[要做的事]
把下面的记录一字不改地重写一遍，每一行都照原样抄下来。

━━━ 所给记录 ━━━

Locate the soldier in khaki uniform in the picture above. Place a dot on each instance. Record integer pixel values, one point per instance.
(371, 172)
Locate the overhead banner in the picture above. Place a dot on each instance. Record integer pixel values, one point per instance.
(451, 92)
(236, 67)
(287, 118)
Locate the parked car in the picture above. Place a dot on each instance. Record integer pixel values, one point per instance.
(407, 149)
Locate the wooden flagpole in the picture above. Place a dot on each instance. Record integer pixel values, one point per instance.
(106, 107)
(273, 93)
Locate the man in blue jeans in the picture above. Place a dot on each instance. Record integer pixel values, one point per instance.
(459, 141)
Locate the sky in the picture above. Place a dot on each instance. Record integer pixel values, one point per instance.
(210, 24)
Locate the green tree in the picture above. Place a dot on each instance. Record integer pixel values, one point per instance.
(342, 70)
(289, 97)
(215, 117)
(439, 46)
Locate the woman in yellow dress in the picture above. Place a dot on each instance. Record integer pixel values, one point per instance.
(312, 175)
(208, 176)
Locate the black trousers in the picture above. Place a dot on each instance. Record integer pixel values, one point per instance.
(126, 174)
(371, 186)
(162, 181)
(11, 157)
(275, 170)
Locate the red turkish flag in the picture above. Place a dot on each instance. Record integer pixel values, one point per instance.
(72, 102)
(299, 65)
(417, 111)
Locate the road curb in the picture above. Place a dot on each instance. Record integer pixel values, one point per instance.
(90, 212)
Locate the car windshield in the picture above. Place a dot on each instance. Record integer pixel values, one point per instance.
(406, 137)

━━━

[练习作答]
Locate the soldier in khaki uniform in the picture above. Place a dot on each instance. Record integer pixel values, one point per instance.
(371, 172)
Locate the overhead banner in the picture above. Place a dot on each instance. Record integer pixel values, one point per instance.
(451, 92)
(236, 67)
(287, 118)
Locate the parked car in the picture above. Place a dot on each instance. Record integer pixel values, one point per instance.
(407, 149)
Locate the wooden flagpole in the picture above. Place a dot on each instance. Record integer pixel values, one point per instance.
(106, 107)
(273, 93)
Locate the man in blue jeans in the picture above. Place a dot on each instance. Record integer pixel values, one point per instance.
(459, 141)
Locate the sky in the picture above. Place a dot on each instance. Record integer pixel values, one point per instance.
(210, 24)
Locate the green tree in the picture above. Place a dot on each instance. Record integer pixel values, one point per instance.
(342, 70)
(289, 97)
(215, 117)
(439, 46)
Locate the woman in yellow dress in the picture above. Place a dot on each instance. Record integer pixel values, one point per instance.
(312, 175)
(208, 176)
Locate the black trousers in the picture above. Place a dot on each instance. Record integer pixel values, one point per instance.
(126, 174)
(371, 186)
(162, 181)
(11, 157)
(275, 170)
Locate the red turkish flag in the picture above. Place a dot on each instance. Record integer pixel values, one point per instance.
(72, 102)
(299, 65)
(417, 111)
Locate the road curb in the picture above. Place a dot on each instance. Record integer pixel values, one point per instance.
(90, 212)
Locate the car windshield in the picture above. Place a dot on each instance. Record integer pixel values, one point per instance.
(406, 137)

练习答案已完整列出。